Direction = Extend the biographical text on Chorley's career, picking up immediately after its final sentence.

Source document =

Chorley joined The Times in 2016, where he edited the Red Box political email newsletter. He then also started presenting a podcast of the same name, also hosted by The Times, which was subsequently renamed Politics Without The Boring Bits in 2023. In October 2023, The Times launched a weekly podcast called How To Win An Election, presented by Chorley and featuring the former political strategists Peter Mandelson, Danny Finkelstein, and Polly Mackenzie as recurring guests.

In June 2020, Chorley stepped back from writing the newsletter, to present the mid-morning slot at the newly launched Times Radio from 10am to 1pm, Monday to Thursday. In May 2021, he was also given the Friday shift, taking the show to five days a week.

In May 2024, Chorley announced his departure from Times Radio, and BBC Radio 5 Live issued a press release stating he will host a weekday afternoons radio show commencing in September 2024. His new politics show launched on 2 September. The following May, he also started presenting the Friday editions of Newsnight on BBC Two.

=== Comedy ===
In parallel to his early journalistic career in Somerset, Chorley formed part of a comedy trio called Big Day Out, alongside friends Lewis Georgeson and William Kenning. When Chorley left Somerset for London in 2005, his decision was influenced by wanting to spend more time focusing on the comedy sketch group, which had already enjoyed sold-out shows in the capital. In 2007, Big Day Out took their comedy show to the Edinburgh Festival.

In 2019, Chorley toured his one-man political comedy show, This is Not Normal, around the UK. In 2022, Chorley toured another show called Who is In Charge Here? In 2024, Chorley toured his third one-man show called Poll Dancer.

He announced a fourth tour taking place in the summer and autumn of 2025 called Making a Meal of It.

=== Book ===
In 2023, Chorley published a book titled Planes, Trains and Toilet Doors: 50 Places That Changed British Politics. The book focuses on unique places outside the traditional corridors of power in Whitehall, that reportedly changed the course of British politics.

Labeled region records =
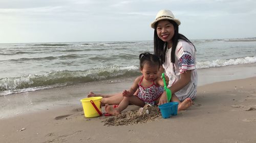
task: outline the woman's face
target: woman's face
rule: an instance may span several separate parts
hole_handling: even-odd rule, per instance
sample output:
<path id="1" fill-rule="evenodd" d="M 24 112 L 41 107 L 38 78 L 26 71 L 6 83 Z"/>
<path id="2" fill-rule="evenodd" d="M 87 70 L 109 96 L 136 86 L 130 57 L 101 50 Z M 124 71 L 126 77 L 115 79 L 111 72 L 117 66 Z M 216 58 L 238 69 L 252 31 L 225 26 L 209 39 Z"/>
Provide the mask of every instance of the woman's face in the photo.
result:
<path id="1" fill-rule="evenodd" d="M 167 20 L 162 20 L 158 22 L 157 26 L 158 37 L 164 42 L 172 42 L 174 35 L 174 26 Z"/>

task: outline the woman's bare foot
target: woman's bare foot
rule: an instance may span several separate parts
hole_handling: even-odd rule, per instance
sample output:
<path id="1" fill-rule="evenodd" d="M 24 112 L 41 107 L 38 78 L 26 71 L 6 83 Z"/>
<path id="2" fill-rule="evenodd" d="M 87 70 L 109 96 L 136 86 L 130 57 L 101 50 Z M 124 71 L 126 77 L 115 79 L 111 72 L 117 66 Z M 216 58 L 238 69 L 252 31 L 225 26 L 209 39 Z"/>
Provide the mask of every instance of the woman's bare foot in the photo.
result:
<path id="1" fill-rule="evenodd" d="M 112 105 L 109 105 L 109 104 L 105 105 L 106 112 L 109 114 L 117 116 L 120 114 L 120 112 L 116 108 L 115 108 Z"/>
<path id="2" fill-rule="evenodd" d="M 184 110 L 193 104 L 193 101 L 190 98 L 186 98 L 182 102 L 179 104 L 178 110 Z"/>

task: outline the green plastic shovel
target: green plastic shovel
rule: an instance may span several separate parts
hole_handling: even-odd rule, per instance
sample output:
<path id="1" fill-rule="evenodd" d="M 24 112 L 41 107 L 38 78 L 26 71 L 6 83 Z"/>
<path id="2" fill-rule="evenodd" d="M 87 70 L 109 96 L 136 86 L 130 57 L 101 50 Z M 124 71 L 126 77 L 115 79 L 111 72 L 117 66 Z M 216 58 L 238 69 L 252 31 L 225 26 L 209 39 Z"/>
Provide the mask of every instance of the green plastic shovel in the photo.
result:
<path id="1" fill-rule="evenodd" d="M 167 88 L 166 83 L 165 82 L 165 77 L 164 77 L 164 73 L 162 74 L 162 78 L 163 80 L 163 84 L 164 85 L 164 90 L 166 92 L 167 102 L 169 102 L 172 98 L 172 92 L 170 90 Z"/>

==

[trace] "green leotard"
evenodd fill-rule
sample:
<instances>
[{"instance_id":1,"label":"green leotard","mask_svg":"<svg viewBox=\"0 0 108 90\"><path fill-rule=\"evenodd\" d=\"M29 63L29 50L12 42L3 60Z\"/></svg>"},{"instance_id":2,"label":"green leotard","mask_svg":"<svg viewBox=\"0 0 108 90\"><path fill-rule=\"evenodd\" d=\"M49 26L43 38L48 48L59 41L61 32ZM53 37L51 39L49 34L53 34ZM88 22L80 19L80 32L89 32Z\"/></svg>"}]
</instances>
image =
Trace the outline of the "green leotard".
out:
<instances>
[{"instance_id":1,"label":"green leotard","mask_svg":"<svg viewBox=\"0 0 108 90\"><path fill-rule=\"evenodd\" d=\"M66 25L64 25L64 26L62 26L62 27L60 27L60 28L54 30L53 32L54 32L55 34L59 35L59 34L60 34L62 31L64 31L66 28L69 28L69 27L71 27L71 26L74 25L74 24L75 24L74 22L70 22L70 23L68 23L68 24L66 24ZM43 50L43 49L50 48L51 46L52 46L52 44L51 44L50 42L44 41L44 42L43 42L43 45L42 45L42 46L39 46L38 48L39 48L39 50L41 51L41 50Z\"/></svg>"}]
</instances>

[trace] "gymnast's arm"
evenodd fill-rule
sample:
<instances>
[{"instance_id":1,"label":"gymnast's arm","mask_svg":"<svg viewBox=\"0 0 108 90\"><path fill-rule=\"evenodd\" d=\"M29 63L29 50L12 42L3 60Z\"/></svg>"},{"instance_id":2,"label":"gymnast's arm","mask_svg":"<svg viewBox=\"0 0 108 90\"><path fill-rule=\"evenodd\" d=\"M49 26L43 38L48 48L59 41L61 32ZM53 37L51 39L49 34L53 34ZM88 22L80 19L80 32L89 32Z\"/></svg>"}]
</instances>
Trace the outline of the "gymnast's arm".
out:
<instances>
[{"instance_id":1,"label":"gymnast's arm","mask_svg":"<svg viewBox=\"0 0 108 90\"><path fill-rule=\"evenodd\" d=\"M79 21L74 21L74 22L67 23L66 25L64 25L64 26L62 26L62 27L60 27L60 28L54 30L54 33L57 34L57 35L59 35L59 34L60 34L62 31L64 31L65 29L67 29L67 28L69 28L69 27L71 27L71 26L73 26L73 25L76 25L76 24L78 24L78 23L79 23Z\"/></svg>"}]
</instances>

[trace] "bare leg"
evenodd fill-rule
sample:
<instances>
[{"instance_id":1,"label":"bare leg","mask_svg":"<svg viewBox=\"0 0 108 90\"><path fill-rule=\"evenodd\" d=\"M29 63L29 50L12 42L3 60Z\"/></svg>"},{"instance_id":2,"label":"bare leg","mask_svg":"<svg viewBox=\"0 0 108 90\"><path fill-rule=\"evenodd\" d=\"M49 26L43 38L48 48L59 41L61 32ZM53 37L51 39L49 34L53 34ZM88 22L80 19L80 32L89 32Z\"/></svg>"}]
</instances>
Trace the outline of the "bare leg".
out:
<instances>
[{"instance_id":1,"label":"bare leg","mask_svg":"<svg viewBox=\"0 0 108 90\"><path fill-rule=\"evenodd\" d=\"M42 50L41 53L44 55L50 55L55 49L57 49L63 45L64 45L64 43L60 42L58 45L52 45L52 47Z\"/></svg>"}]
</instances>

Task result =
===Awards===
At the 2020 Society of Editors' Press Awards, Red Box won the award for 'best news podcast'. At the 2020 London Press Club, Chorley won 'digital journalist of the year' for his Red Box newsletter and podcast for The Times.

Chorley's book, Planes, Trains and Toilet Doors: 50 Places That Changed British Politics, won the award for the best 'political book by a non-parliamentarian' at the 2023 Parliamentary Book Awards, organised by the Publishers Association and the Booksellers Association.

=== Feud with Andrew Bridgen===
Since 2018, Chorley has had a fractious relationship with Andrew Bridgen, who served as the MP for North West Leicestershire from 2010 until 2024. In November 2018, Chorley wrote that Bridgen's Conservative colleagues had described him as "spud-u-hate" and "thick as mash". It is reportedly as a result of this Times article that Bridgen refused to vote in support of Theresa May's 2018 Brexit deal at the height of the Brexit negotiations.

Chorley later regularly denounced Bridgen's struggles with the law and with parliamentary standards in his columns, and has described Bridgen among other things as a "deluded attention-seeker" and "the Conservative MP for North West Bullshitshire".

==Personal life==
Chorley is married to Alyson, whom he met while working for the Taunton Times. The couple live in Fleet, Hampshire, and have two daughters. The family's pet Golden Retriever, Poppy, is a former guide dog.

Chorley has spoken extensively of his dislike of cats, and has even campaigned for Larry the Cat to be evicted from Downing Street.